» WHAT YOU NEED TO DO
Only the lines from the one containing "right arm in the photo above." through the last line of the entries are wanted. Transcribe them exactly.

» Stored entries
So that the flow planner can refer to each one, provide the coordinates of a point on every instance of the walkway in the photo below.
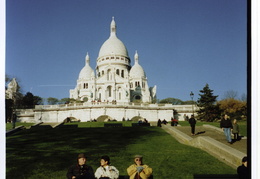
(212, 140)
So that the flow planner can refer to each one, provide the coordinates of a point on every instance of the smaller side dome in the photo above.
(137, 71)
(86, 72)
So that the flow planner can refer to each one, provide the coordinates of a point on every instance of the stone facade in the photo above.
(103, 111)
(114, 79)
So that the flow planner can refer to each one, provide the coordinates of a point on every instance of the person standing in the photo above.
(226, 126)
(235, 130)
(192, 122)
(138, 169)
(14, 118)
(159, 123)
(242, 170)
(105, 171)
(80, 170)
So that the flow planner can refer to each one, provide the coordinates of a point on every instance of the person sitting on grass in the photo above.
(138, 169)
(80, 170)
(105, 171)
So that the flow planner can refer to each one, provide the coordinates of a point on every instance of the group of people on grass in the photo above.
(226, 125)
(81, 170)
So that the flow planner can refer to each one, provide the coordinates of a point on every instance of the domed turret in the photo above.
(113, 46)
(87, 72)
(137, 71)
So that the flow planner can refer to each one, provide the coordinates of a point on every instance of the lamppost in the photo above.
(192, 95)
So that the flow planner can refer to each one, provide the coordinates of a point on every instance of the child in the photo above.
(235, 130)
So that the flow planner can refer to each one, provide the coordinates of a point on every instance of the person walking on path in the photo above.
(138, 169)
(235, 130)
(159, 123)
(192, 122)
(80, 170)
(106, 171)
(226, 126)
(14, 118)
(242, 170)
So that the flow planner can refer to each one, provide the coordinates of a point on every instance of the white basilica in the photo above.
(114, 79)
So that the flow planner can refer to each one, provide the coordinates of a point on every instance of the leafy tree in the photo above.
(52, 100)
(208, 110)
(173, 101)
(243, 97)
(8, 109)
(234, 108)
(189, 102)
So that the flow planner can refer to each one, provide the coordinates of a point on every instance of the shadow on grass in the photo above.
(45, 150)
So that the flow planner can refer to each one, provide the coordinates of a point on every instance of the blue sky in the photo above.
(182, 44)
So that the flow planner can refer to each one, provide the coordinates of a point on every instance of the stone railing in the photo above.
(179, 108)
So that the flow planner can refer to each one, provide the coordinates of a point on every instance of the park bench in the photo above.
(216, 176)
(113, 124)
(12, 131)
(140, 124)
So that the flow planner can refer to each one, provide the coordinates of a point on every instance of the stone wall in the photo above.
(89, 111)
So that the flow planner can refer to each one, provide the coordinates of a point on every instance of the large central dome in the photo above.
(113, 46)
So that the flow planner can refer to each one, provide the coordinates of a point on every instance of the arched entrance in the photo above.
(104, 118)
(137, 118)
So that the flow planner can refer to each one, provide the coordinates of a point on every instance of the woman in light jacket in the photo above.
(105, 171)
(138, 170)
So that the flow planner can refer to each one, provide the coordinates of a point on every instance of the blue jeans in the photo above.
(227, 132)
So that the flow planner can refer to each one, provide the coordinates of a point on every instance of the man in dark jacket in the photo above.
(192, 122)
(226, 126)
(242, 170)
(80, 170)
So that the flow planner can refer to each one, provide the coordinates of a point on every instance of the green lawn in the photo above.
(242, 125)
(9, 126)
(47, 153)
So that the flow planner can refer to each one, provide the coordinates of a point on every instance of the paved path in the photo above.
(212, 140)
(204, 131)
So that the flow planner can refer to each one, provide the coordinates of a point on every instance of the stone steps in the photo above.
(223, 152)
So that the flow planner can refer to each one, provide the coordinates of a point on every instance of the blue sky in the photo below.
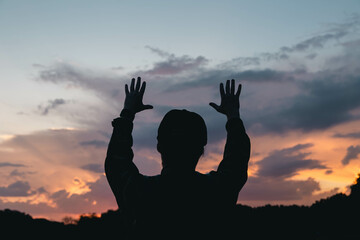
(108, 34)
(64, 65)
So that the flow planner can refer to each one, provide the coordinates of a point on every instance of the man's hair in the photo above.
(182, 134)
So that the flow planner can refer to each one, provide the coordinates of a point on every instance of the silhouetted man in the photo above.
(180, 202)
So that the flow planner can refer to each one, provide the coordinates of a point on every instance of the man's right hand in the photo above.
(230, 104)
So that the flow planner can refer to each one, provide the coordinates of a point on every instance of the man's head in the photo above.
(182, 136)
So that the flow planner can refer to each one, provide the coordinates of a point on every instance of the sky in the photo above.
(64, 65)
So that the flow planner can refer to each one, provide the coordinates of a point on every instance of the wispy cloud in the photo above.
(51, 105)
(352, 153)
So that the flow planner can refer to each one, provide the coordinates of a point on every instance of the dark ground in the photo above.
(336, 217)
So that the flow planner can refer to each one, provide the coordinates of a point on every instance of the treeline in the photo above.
(335, 217)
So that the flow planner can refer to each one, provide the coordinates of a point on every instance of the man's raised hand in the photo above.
(230, 104)
(134, 97)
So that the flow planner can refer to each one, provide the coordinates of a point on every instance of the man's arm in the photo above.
(233, 167)
(119, 167)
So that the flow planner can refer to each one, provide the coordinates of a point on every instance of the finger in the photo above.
(215, 106)
(145, 107)
(137, 87)
(222, 92)
(142, 89)
(227, 88)
(132, 85)
(238, 91)
(126, 89)
(232, 87)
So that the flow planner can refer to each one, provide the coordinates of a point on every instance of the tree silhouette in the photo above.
(330, 218)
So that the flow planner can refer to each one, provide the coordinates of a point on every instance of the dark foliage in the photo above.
(331, 218)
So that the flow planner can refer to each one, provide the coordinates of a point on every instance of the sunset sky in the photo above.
(64, 65)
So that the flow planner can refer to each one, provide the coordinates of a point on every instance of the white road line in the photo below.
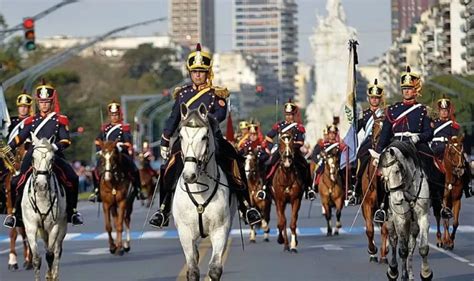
(450, 254)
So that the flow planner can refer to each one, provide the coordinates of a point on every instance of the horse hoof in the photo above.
(113, 250)
(27, 265)
(428, 278)
(13, 267)
(280, 240)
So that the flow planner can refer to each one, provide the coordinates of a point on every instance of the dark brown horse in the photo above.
(255, 183)
(371, 187)
(330, 190)
(453, 162)
(147, 177)
(287, 188)
(116, 197)
(12, 259)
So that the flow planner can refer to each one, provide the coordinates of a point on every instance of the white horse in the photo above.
(44, 209)
(201, 202)
(409, 203)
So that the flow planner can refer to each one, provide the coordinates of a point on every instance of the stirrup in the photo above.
(159, 220)
(446, 213)
(311, 194)
(92, 198)
(254, 218)
(261, 194)
(380, 216)
(9, 225)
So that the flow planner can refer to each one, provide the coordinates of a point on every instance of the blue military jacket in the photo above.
(214, 98)
(55, 127)
(398, 121)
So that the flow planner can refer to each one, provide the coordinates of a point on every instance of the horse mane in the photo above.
(407, 149)
(195, 120)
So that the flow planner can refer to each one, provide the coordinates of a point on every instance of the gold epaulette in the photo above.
(176, 92)
(221, 92)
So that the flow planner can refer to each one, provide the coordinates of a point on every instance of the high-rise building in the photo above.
(405, 13)
(267, 29)
(192, 21)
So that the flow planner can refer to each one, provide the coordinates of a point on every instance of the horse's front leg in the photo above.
(31, 234)
(108, 226)
(119, 226)
(295, 207)
(424, 225)
(12, 258)
(392, 271)
(219, 242)
(456, 210)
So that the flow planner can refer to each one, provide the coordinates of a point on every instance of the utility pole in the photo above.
(6, 32)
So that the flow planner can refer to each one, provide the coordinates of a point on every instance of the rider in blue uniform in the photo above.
(408, 121)
(444, 128)
(375, 113)
(117, 130)
(298, 131)
(47, 123)
(201, 91)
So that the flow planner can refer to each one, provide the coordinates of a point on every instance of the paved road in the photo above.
(158, 255)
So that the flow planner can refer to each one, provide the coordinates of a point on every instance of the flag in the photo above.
(350, 108)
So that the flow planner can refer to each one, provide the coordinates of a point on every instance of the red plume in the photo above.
(229, 134)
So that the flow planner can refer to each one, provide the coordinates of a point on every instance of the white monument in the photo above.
(330, 44)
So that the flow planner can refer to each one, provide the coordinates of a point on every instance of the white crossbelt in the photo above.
(440, 139)
(405, 134)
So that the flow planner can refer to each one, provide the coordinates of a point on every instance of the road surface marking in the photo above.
(203, 248)
(450, 254)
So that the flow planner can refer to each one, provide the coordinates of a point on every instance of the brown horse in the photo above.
(12, 259)
(453, 162)
(147, 177)
(287, 188)
(116, 196)
(255, 183)
(371, 186)
(330, 190)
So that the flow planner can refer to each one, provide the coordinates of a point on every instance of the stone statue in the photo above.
(335, 10)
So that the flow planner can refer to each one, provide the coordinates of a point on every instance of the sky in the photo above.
(371, 18)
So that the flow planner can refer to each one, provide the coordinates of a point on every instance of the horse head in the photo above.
(286, 149)
(42, 162)
(195, 141)
(110, 157)
(454, 156)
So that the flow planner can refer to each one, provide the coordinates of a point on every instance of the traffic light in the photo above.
(29, 31)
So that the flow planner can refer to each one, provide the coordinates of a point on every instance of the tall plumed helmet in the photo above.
(243, 125)
(410, 79)
(199, 60)
(444, 103)
(290, 107)
(375, 89)
(45, 91)
(24, 99)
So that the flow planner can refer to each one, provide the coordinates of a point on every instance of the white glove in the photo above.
(165, 152)
(119, 146)
(415, 138)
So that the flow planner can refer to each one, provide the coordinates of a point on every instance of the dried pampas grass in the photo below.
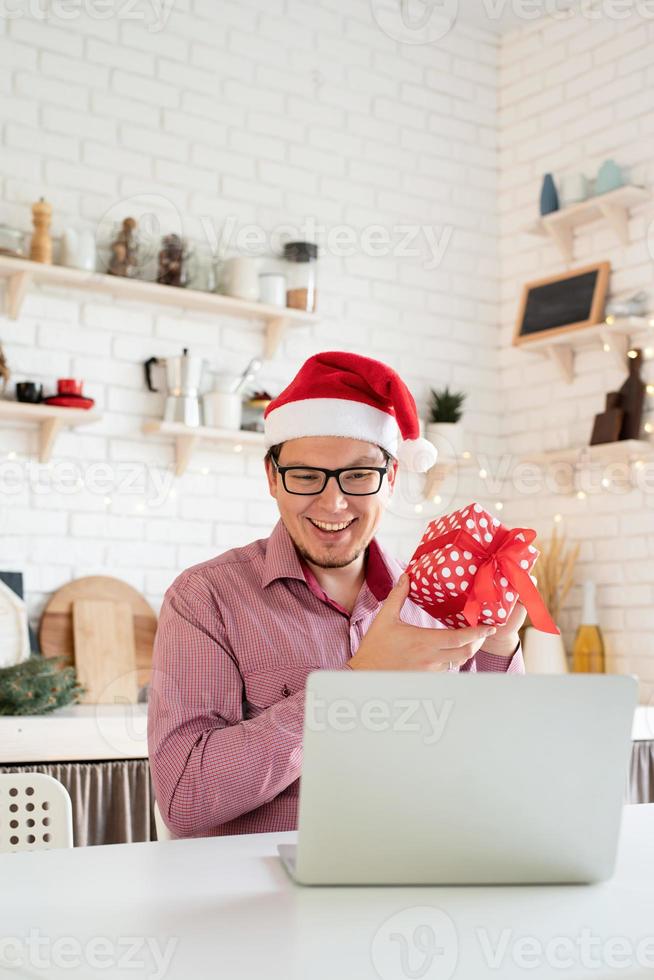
(554, 571)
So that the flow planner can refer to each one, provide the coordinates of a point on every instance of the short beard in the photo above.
(327, 563)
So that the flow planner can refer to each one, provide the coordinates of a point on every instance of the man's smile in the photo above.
(325, 529)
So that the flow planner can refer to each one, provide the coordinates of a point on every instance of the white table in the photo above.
(228, 910)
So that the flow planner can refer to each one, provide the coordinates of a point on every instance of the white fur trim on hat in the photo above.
(349, 419)
(332, 417)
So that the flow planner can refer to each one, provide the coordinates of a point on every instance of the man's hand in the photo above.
(505, 641)
(391, 644)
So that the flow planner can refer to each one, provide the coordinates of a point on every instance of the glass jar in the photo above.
(301, 265)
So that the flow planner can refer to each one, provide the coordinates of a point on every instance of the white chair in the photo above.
(162, 831)
(35, 812)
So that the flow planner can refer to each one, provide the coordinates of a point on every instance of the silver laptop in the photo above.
(445, 778)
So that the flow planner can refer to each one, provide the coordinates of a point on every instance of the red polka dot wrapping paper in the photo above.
(469, 569)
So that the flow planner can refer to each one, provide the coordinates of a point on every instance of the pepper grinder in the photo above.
(41, 244)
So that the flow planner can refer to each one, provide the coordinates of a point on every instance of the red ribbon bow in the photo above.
(501, 559)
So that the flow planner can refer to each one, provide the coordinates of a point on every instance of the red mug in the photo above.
(69, 386)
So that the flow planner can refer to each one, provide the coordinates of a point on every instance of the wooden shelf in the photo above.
(611, 335)
(613, 208)
(50, 418)
(187, 438)
(19, 273)
(625, 451)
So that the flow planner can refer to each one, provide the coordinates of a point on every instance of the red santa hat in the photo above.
(341, 394)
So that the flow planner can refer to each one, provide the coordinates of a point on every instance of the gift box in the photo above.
(470, 569)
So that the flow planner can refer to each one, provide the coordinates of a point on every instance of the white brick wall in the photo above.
(570, 96)
(275, 113)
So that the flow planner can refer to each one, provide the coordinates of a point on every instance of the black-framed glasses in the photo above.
(355, 481)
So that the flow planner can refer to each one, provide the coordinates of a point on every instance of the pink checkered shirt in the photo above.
(237, 637)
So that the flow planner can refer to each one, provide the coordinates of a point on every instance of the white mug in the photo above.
(239, 278)
(272, 288)
(222, 410)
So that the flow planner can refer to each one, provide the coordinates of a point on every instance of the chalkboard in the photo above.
(561, 303)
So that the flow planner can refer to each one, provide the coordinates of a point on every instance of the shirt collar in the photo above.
(283, 561)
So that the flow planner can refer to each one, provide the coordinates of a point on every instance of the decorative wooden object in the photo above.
(20, 273)
(51, 420)
(104, 651)
(41, 244)
(124, 251)
(187, 438)
(56, 635)
(632, 397)
(608, 423)
(5, 373)
(613, 208)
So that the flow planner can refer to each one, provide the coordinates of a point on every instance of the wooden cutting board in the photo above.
(104, 651)
(56, 628)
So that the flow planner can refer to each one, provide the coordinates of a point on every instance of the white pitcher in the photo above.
(78, 249)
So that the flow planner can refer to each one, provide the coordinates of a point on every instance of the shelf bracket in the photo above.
(563, 238)
(619, 345)
(16, 289)
(275, 330)
(618, 219)
(49, 429)
(184, 446)
(564, 359)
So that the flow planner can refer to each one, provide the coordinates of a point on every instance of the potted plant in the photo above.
(444, 428)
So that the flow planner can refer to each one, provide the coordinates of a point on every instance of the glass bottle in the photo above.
(588, 651)
(301, 259)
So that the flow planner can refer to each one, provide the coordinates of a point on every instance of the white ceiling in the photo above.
(500, 16)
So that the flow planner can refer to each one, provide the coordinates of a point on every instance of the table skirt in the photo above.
(112, 801)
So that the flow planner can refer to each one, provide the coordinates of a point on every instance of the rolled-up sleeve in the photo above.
(209, 763)
(484, 661)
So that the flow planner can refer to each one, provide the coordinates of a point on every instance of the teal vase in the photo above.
(549, 199)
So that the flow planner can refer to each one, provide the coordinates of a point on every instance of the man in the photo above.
(239, 634)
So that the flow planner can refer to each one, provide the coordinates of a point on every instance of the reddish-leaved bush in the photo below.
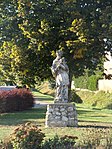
(15, 100)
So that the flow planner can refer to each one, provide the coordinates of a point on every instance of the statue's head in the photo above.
(59, 53)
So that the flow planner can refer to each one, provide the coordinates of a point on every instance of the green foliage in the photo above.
(96, 138)
(89, 80)
(27, 136)
(75, 98)
(15, 100)
(98, 99)
(65, 142)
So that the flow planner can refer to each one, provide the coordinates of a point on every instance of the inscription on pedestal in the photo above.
(61, 115)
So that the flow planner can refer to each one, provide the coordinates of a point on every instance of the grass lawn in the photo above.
(88, 117)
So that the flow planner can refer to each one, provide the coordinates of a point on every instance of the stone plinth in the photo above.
(61, 115)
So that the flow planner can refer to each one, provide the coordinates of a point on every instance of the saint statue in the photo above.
(61, 73)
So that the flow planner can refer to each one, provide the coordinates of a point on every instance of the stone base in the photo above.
(61, 115)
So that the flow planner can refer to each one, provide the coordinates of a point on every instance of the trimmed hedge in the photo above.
(15, 100)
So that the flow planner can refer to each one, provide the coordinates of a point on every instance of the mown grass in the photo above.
(88, 117)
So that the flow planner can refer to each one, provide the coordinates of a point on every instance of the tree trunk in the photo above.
(69, 88)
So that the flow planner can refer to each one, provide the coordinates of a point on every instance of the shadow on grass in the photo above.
(94, 124)
(16, 118)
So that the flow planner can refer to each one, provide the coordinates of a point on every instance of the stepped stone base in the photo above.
(61, 115)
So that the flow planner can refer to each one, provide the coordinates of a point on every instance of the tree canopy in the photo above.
(32, 30)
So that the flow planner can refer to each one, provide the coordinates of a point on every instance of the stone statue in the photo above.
(61, 73)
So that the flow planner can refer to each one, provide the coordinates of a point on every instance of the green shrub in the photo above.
(15, 100)
(75, 98)
(6, 145)
(27, 136)
(65, 142)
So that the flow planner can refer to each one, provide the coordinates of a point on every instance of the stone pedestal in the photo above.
(61, 115)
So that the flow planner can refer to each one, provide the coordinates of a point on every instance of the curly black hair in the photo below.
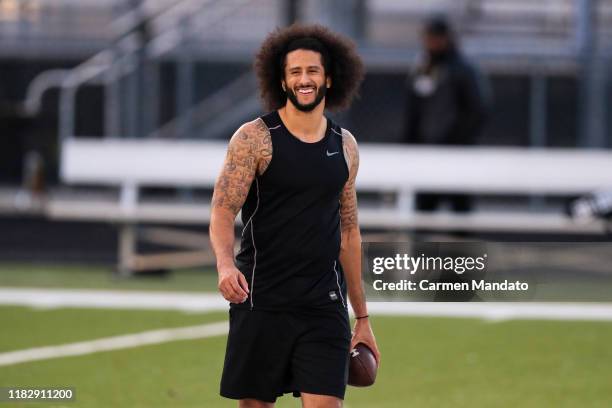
(339, 56)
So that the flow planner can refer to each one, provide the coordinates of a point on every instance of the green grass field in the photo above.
(427, 362)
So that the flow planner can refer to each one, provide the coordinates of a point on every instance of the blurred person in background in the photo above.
(448, 100)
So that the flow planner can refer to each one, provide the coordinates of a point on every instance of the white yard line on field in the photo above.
(113, 343)
(208, 302)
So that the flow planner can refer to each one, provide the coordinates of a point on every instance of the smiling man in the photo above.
(292, 173)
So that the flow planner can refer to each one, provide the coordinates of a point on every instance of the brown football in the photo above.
(362, 366)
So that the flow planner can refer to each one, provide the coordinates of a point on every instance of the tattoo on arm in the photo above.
(248, 154)
(348, 198)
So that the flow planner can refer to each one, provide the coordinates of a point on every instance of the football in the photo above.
(362, 366)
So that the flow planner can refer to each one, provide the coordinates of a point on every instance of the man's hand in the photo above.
(232, 284)
(362, 333)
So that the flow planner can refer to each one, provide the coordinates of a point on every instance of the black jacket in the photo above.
(447, 103)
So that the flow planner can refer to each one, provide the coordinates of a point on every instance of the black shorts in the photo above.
(272, 353)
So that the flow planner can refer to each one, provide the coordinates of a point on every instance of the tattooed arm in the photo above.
(248, 154)
(350, 248)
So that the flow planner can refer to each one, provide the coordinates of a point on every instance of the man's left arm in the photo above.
(350, 248)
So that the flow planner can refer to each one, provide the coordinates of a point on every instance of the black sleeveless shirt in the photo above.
(290, 242)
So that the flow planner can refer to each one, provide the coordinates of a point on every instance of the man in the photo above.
(292, 173)
(447, 102)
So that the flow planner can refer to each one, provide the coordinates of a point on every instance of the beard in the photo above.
(321, 91)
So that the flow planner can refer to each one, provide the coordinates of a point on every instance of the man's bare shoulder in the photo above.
(351, 150)
(253, 139)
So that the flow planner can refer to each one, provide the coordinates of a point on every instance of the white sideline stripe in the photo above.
(113, 343)
(113, 299)
(496, 311)
(207, 302)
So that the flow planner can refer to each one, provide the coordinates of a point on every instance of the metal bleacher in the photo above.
(188, 31)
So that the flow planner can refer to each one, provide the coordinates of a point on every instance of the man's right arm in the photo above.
(247, 152)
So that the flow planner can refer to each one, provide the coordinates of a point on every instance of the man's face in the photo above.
(305, 82)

» ANSWER FOR THIS EXERCISE
So that the flow planner can refer to each one, provide the coordinates of a point on every instance of the man's right arm in the photo above.
(247, 152)
So that the flow planner can refer to each one, provide the coordinates of a point on every instance of the man's face in the photo above.
(305, 82)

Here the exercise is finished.